(Task objective): Can you reproduce the listing below with "thickest part" changed to "widest part" everywhere it occurs and nothing else altered?

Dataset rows
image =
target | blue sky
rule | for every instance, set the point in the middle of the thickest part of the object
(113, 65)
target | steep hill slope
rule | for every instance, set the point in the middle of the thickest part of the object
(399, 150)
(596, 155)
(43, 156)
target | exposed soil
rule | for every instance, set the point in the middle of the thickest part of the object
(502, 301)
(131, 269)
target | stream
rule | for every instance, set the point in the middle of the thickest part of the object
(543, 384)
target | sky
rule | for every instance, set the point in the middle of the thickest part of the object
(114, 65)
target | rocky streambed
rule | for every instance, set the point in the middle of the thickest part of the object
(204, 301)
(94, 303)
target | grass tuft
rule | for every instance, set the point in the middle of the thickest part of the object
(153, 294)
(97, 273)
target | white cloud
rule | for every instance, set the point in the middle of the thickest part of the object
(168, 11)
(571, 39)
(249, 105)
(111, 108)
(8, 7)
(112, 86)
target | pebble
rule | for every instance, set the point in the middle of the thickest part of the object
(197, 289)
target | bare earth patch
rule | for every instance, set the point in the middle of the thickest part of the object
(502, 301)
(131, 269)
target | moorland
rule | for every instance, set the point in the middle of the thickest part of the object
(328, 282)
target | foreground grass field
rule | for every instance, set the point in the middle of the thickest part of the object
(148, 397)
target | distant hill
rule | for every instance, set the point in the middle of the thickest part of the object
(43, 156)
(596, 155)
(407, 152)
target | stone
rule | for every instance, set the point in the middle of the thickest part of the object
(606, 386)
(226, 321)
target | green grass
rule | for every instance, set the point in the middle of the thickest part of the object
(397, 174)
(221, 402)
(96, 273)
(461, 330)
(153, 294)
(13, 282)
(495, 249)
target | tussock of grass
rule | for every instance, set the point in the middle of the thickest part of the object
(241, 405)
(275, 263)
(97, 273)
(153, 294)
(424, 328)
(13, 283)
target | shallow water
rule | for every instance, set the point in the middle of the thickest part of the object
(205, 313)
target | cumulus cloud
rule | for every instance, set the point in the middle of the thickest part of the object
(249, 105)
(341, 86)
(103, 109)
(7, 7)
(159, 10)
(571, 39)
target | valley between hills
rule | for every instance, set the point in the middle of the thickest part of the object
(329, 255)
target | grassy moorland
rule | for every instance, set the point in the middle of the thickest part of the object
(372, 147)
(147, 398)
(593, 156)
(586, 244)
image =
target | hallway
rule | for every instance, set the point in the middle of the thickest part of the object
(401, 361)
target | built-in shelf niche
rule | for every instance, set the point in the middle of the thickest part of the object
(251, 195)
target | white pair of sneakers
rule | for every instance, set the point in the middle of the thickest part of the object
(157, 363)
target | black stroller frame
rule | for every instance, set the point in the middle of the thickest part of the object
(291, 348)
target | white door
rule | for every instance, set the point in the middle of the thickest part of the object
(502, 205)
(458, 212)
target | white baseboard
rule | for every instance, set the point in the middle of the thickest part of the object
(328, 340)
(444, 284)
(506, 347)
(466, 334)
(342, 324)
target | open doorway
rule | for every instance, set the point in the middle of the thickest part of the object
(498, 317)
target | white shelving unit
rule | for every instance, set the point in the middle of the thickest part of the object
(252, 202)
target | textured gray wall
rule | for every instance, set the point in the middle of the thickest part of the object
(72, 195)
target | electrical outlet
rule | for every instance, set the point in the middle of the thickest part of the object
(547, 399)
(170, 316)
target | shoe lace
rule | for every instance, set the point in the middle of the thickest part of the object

(Correct output):
image =
target | blue sky
rule | for every instance, set the point in the middle of the widest part of the object
(113, 65)
target | steep hill slope
rule | for every instance, set the point in the middle of the widest part of the object
(399, 150)
(596, 155)
(43, 156)
target | exposed soil
rule | for every instance, set the point in the middle of the widest part of the object
(502, 301)
(131, 269)
target | stream
rule | for every instance, set the point in the middle of the widest part of the object
(543, 384)
target | sky
rule | for every instance, set the point in the middle of the widest part of the object
(114, 65)
target | rocky streambed
rule | for every instance, set the point in the middle of the widest part of the object
(204, 301)
(94, 303)
target | grass tuft
rule | for every instance, set the point in the middle of the widest part of the object
(153, 294)
(97, 273)
target | white cloud
rule | for every instance, set the point in the middle of the widest part of the object
(168, 11)
(571, 39)
(249, 105)
(111, 108)
(8, 7)
(112, 86)
target | pebble
rule | for every instance, set the point in the middle of the widest part of the object
(197, 289)
target | bare earth patch
rule | for every instance, set the point in the middle of the widest part of the object
(502, 301)
(131, 269)
target | moorland
rule | for every instance, set the point in the middle of the widest part of the object
(328, 282)
target | foreground grass field
rule | for every instance, set the point in the middle of the widest part of the object
(148, 397)
target | distant hill
rule | for every instance, set the point in the middle of the widest part of the object
(43, 156)
(596, 155)
(407, 152)
target | stone
rule | for every instance, set the point in the middle of the widest part of the object
(606, 386)
(226, 321)
target | green grass
rule | for every instance, set the point in the middle of the widest part of the object
(397, 174)
(221, 402)
(96, 273)
(461, 330)
(153, 294)
(13, 282)
(495, 249)
target | tussock of grass
rule | for every instance, set the point in the middle of the widest part of the object
(241, 405)
(275, 263)
(97, 273)
(153, 294)
(424, 328)
(13, 283)
target | shallow water
rule | for every instance, set the point in the middle of the widest part of the object
(205, 313)
target | cumulus cloud
rule | for every instance, set the point in the middle of the widest part of the object
(249, 105)
(341, 86)
(103, 109)
(7, 7)
(159, 10)
(571, 39)
target | valley between hills
rule | for every instance, set the point in the middle of the widest part of the object
(329, 255)
target | grassy moorland
rule | for every instance, set the point in the middle of the widest part of the object
(372, 147)
(147, 398)
(593, 156)
(586, 244)
image =
target | hallway
rule | for every instance, set the point in the middle of the widest part of the object
(401, 361)
target | built-in shelf niche
rule | for every instance, set the point in the middle of the widest part of the object
(251, 195)
target | white pair of sneakers
rule | for every instance, set the point in the middle of the widest part of the object
(157, 363)
target | black stroller frame
rule | for every instance, set the point in the middle of the widest part of the object
(291, 348)
target | white door
rule | for every instance, set the point in the middle of the widest part of the object
(502, 205)
(458, 212)
target | white baseboard
rule | for every instance, set the point in the middle of the widest part of the object
(328, 340)
(444, 284)
(506, 347)
(466, 334)
(342, 324)
target | open doorway
rule | for every instance, set the point in the middle of the widest part of the object
(498, 317)
target | white shelving unit
rule | for every instance, set the point in the middle of the widest part of the object
(252, 202)
target | textured gray wall
rule | for every instance, set the point in the middle of the widest part of the object
(72, 195)
target | electrical outlet
rule | for every instance, set the point in the middle of the widest part of the object
(547, 399)
(170, 316)
target | shoe lace
rule | for every instance, set the point in the middle of the widest part of the object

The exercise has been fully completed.